Problem statement — Can you quote exactly the stretch of lines from the one with "Confirm every instance of the metal" through the final line of the material, both ends included?

Collected data entries

○ ○ ○ ○ ○ ○ ○

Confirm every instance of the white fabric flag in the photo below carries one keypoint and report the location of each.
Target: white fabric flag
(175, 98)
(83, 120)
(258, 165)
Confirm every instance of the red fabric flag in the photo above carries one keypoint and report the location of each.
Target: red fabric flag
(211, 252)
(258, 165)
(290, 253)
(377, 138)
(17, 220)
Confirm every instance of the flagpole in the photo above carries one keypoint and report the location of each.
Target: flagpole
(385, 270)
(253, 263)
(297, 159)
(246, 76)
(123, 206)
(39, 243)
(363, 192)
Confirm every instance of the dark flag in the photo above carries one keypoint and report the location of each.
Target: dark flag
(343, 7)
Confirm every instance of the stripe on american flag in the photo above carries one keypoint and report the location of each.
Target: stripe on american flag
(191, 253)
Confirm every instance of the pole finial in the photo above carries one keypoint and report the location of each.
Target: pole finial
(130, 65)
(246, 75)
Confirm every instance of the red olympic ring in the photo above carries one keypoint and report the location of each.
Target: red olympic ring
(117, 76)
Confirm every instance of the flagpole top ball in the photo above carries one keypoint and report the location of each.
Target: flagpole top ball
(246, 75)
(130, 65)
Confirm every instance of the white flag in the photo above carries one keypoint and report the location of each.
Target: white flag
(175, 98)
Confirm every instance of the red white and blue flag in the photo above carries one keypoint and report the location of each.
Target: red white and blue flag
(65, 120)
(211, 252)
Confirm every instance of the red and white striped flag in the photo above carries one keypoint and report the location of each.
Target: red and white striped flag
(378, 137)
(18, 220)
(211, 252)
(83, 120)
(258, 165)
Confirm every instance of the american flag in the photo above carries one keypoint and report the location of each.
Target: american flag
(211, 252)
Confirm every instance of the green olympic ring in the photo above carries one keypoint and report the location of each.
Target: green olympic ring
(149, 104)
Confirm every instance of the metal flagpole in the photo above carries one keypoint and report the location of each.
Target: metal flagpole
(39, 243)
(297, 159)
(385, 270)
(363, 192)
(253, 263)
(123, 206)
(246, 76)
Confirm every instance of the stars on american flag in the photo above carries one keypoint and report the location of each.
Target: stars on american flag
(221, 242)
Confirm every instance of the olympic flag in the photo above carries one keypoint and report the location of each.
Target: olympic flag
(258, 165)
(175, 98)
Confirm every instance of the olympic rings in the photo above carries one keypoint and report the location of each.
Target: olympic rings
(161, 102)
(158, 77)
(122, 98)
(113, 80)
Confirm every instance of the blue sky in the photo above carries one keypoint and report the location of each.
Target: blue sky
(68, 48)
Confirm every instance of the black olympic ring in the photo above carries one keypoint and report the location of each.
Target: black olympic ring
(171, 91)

○ ○ ○ ○ ○ ○ ○

Final result —
Confirm every instance of the metal flagpole in the photo above carries one keypoint and report the location of each.
Target: metal flagpole
(39, 243)
(297, 159)
(385, 270)
(363, 192)
(253, 263)
(123, 206)
(246, 76)
Confirm every instance of the stars on american flag in the photo above carries one keypoint and report the location of each.
Target: stars on american flag
(221, 242)
Confirm every instance of the olympic flag in the photo above carries one keypoint and report the location of each.
Target: olympic flag
(258, 165)
(175, 98)
Confirm every instance of the olympic rings in the photo above carries one keypoint and report the location of each.
Target: olympic rings
(161, 102)
(158, 77)
(122, 98)
(113, 80)
Confirm every instance of the blue sky in the photo above carries one keypoint and report the location of each.
Target: blue sky
(68, 48)
Confirm every instance of the black olympic ring in the photo above carries one keypoint and report the location of each.
Target: black olympic ring
(171, 91)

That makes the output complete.